Your goal:
Write out all the data below exactly.
** Opening The data block **
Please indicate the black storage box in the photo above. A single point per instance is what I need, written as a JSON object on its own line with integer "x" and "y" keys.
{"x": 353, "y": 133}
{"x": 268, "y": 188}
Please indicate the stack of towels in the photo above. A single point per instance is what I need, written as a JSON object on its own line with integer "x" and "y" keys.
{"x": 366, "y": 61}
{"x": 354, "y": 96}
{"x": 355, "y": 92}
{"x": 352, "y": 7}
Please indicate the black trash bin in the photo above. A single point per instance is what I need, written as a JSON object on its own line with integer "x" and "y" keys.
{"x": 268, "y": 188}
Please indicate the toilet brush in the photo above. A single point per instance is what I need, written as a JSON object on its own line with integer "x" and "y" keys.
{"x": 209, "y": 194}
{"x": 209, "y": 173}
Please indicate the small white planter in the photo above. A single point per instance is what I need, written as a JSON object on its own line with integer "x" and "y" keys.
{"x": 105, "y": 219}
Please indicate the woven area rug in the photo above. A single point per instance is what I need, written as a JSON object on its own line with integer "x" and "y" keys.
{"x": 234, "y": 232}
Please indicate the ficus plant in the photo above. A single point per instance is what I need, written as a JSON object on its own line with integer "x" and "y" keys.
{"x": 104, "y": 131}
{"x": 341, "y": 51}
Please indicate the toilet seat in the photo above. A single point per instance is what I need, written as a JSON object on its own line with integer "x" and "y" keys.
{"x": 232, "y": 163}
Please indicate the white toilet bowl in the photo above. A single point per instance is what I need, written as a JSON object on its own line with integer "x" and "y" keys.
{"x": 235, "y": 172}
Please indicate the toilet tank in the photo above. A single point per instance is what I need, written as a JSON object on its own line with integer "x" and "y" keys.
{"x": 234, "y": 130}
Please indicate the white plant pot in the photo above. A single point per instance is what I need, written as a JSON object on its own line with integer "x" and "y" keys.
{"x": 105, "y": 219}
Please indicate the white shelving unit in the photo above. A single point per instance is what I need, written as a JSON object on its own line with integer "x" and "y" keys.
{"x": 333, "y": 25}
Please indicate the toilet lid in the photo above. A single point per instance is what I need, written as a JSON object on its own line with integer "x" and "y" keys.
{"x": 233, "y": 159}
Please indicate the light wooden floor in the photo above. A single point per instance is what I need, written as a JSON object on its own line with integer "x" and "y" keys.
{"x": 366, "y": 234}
** Closing The data block **
Answer to the exercise:
Please indicate the black storage box in the photo above. A single point per instance is what I need, written as a JSON object on its own line with integer "x" and "y" keys.
{"x": 353, "y": 133}
{"x": 268, "y": 188}
Please indicate the stack of towels in the photo above. A single point per instance is what I need, written as a JSON object on its own line with integer "x" and "y" keys.
{"x": 366, "y": 61}
{"x": 354, "y": 96}
{"x": 355, "y": 92}
{"x": 352, "y": 7}
Please indicate the black trash bin in the photo above. A single point per instance is what I need, written as a JSON object on its own line with integer "x" and "y" keys.
{"x": 268, "y": 188}
Please indicate the toilet brush in the photo above. A single point per instance is what I need, written as a JSON object on its own line with integer "x" and "y" keys.
{"x": 209, "y": 194}
{"x": 209, "y": 173}
Please indicate the small white planter in the photo above. A single point per instance is what I need, written as a JSON object on its own line with integer "x" and "y" keys.
{"x": 105, "y": 219}
Please indicate the woven area rug in the photo above. A single point per instance is what I need, written as a JSON object on its own line with integer "x" and "y" keys.
{"x": 234, "y": 232}
Please indicate the ficus plant in the photo above. A single point per instance is what I need, written as a JSON object on its own line with integer "x" and "y" keys.
{"x": 104, "y": 131}
{"x": 341, "y": 51}
Please indicate the toilet seat in the photo above. A single point per instance is what I need, written as a JSON object on its own line with integer "x" and "y" keys.
{"x": 232, "y": 163}
Please indicate the white toilet bowl in the photo above. A single point per instance is what I need, written as a JSON object on its own line with integer "x" and "y" keys.
{"x": 235, "y": 172}
Please indicate the toilet tank in the photo above. A single point per instance is what I need, written as a JSON object on its own line with integer "x" and "y" keys.
{"x": 234, "y": 130}
Please indicate the white plant pot in the photo above. A single point per instance is what I need, written as a JSON object on its own line with integer "x" and "y" keys.
{"x": 105, "y": 219}
Please indicate the white shelving unit in the photo above. A single point per instance is what I need, written as a JSON object on its own line with integer "x" and "y" keys.
{"x": 333, "y": 25}
Please indicate the toilet lid in the photo above. A single point per instance is what I need, written as a JSON object on its own line with integer "x" and "y" keys.
{"x": 233, "y": 159}
Please indicate the light wooden floor in the photo above. A single point per instance is what I need, written as a JSON object on its own line with integer "x" and "y" keys.
{"x": 366, "y": 234}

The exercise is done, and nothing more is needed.